══ Data to process

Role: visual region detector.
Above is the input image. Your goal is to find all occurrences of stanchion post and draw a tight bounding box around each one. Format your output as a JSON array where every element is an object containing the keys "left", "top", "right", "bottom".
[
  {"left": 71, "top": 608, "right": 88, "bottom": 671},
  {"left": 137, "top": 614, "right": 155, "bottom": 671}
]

════

→ **Task requirements**:
In every entry, swap "JSON array" for "JSON list" and keep all other text the same.

→ **Reply**:
Role: visual region detector.
Above is the input image. Your goal is to find all occurrences of stanchion post and draw a tight bounding box around each one. Format your output as a JSON list where every element is an object containing the keys "left", "top", "right", "bottom".
[
  {"left": 71, "top": 608, "right": 88, "bottom": 671},
  {"left": 137, "top": 614, "right": 155, "bottom": 671}
]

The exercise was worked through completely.